▶ **SELECTED EXCERPT**:
+++
As regards the chronological distribution, what is interesting is that the two corpora have a quite similar distribution (fig. 3 and fig. 4). We tested this result by comparing Factiva’s and RSS’s data of a same medium, that is to say The New York Times (fig. 5). Even if number of articles and items is not statistically relevant, the clear similarity in the distribution of the two sources encourage us to continue working on the validation of RSS as media sensors, especially for studying chronological dimension of international events.

Through the analysis of both corpora, we may highlight the same moments of the protest:

1. The beginning of the protest. In the first weeks (23rd of September 2011 – 4th of October 2011), the Wukan’s protests clearly didn’t set the media international agenda (only 28 articles), yet these facts drew the attention of some international newspapers that decided to cover the news.

2. Explosion of the protest. In the following weeks, newspapers interrupted the coverage of the Wukan events until the end of November when newspapers reported an escalation of violence through strikes, demonstrations and riots (Koopmans, 2004). A thousand police laid siege to the village on December 14th, preventing food and goods from entering the village. On December 21st, after several days of resistance, villagers won their “small victory” (Financial Times, 21/12/2012). It is in these days that we find the main media pick.
+++
▶ **Extracted data entries**:
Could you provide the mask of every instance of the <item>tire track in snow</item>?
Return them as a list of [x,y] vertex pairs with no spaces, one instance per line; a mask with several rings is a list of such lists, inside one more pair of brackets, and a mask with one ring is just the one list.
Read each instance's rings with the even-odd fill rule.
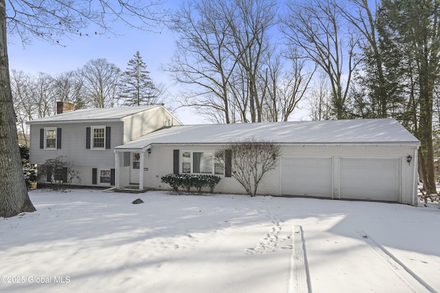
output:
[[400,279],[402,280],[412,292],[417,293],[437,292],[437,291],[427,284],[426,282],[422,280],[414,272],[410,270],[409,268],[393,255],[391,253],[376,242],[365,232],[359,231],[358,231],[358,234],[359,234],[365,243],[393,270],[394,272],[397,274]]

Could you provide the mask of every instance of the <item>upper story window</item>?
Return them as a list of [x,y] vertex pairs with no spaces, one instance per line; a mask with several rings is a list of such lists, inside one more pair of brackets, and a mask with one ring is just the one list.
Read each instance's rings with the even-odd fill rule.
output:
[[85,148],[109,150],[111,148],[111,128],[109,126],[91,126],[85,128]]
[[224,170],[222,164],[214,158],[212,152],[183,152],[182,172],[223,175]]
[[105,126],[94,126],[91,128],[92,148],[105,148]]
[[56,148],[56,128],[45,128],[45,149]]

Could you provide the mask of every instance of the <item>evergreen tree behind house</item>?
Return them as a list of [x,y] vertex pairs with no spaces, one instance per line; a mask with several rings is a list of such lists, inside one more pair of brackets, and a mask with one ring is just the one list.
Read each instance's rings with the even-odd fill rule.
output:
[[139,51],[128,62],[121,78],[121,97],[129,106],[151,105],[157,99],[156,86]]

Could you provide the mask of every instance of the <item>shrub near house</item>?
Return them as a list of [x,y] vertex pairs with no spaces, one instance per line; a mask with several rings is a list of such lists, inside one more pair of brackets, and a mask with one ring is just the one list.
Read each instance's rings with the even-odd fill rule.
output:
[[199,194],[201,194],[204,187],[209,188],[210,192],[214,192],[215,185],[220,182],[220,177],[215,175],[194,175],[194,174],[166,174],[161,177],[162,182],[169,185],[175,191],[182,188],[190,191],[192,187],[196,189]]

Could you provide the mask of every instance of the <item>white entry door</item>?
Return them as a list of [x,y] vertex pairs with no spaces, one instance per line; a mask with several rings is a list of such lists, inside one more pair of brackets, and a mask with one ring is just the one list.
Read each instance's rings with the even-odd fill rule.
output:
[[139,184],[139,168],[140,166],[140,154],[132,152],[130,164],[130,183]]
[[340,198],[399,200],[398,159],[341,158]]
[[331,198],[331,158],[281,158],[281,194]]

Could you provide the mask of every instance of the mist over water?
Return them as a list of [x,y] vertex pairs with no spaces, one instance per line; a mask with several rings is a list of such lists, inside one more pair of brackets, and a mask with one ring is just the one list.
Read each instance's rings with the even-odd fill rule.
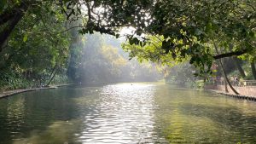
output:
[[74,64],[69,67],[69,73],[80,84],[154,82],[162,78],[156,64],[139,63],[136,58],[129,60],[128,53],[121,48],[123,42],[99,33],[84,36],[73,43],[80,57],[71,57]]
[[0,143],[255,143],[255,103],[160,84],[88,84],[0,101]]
+++
▶ **REQUIRED WORK**:
Answer these questions using the excerpt on Wukan protest coverage:
1. Which newspaper was used to compare Factiva data with RSS data?
2. How many articles appeared in the first weeks of the protest?
3. On what date did a thousand police lay siege to the village?
The entries above have no connection to the excerpt on Wukan protest coverage.

▶ **RESULT OF THE TASK**:
1. The New York Times
2. 28 articles
3. December 14th